* [Task description]:
Find the lines in the records below that contain "cloud", and report each of them.

- Opening Delimiter -

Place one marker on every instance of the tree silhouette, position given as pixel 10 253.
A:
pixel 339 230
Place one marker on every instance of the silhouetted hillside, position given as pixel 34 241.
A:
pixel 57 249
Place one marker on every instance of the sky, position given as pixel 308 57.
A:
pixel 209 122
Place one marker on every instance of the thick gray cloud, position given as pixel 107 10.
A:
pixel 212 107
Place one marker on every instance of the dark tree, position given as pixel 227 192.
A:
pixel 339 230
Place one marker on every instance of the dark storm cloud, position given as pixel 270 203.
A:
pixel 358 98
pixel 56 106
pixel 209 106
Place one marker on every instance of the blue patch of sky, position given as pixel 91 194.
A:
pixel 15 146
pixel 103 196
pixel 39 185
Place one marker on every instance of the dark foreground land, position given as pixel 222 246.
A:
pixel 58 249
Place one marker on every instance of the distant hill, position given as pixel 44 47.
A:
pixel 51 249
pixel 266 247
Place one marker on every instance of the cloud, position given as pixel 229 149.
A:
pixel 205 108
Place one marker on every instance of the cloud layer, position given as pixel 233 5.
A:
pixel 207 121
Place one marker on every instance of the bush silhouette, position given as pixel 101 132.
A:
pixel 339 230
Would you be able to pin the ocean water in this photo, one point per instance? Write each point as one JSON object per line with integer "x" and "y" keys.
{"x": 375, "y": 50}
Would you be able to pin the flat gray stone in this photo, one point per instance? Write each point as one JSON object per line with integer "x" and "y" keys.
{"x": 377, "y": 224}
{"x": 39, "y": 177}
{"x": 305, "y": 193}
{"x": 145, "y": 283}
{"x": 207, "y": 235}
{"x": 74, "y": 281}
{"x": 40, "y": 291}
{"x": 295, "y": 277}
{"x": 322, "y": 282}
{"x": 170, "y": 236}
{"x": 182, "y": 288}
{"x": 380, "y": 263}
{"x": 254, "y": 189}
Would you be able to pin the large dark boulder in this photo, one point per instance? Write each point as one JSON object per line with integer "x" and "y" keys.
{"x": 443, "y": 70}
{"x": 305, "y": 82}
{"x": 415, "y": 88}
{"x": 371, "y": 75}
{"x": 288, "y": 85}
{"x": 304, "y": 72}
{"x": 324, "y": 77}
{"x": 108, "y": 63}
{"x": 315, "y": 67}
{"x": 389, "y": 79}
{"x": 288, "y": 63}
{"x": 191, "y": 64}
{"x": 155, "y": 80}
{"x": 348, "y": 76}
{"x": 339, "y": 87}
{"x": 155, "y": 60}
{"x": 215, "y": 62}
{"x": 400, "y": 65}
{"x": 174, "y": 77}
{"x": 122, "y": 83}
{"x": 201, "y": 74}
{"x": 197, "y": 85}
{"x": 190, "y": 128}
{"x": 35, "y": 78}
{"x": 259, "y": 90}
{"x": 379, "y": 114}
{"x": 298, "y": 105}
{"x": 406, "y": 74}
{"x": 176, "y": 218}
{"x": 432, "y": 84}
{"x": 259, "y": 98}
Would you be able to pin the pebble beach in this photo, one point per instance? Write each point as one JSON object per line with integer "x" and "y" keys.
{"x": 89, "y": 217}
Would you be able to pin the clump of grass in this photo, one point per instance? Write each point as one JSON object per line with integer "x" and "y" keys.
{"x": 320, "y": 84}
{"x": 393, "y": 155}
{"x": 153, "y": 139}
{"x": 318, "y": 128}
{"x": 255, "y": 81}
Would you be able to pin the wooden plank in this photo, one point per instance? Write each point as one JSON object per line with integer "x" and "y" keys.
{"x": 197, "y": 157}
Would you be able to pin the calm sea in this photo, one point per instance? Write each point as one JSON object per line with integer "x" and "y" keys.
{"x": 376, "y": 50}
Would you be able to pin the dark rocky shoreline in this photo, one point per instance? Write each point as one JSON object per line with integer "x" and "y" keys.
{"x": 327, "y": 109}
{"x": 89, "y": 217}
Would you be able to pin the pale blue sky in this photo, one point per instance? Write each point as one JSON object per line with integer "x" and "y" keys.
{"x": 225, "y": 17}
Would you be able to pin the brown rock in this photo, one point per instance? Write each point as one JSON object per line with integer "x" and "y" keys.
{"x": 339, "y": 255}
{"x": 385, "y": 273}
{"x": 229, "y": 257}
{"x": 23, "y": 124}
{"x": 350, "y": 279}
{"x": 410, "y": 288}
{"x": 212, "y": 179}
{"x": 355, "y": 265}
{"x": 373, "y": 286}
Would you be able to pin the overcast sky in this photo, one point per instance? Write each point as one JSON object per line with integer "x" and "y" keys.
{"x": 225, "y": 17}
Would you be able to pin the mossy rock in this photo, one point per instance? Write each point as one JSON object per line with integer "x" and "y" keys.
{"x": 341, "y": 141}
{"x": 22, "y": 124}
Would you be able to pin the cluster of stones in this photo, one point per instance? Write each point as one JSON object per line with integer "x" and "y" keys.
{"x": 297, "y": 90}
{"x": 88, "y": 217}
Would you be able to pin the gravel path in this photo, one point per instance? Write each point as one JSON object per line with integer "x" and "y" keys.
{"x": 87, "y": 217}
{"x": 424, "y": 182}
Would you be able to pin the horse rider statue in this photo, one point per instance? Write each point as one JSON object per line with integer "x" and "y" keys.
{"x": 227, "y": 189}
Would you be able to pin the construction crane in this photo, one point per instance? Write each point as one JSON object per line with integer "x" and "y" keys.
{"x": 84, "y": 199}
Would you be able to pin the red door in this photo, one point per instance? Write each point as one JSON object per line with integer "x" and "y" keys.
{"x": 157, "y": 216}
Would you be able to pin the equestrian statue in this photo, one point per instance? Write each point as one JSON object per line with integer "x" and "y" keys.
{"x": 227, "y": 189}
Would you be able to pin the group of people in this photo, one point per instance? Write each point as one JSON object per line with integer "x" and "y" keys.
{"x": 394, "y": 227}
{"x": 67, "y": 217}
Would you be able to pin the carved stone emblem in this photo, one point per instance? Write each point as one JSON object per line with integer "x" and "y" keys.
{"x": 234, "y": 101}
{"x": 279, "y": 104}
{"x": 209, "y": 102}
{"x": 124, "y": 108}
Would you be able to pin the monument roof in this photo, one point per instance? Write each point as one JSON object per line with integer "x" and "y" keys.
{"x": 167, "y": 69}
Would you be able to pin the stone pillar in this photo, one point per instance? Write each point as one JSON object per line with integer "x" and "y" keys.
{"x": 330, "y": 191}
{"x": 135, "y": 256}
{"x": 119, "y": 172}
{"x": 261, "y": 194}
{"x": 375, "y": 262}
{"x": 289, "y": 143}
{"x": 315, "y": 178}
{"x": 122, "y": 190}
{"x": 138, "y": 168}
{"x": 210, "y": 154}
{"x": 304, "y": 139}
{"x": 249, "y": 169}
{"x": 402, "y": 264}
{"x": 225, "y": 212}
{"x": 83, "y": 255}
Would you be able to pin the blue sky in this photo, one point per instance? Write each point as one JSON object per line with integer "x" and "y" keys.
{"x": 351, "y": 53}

- Closing Delimiter -

* [Your solution]:
Place one marker on every instance of the thick gray cloud, position given as pixel 107 10.
Place one marker on every instance of the dark storm cloud, position given as pixel 270 203.
Place one marker on every instance of the cloud, position given as pixel 229 149.
Place one marker on every instance of the cloud layer, position given as pixel 233 5.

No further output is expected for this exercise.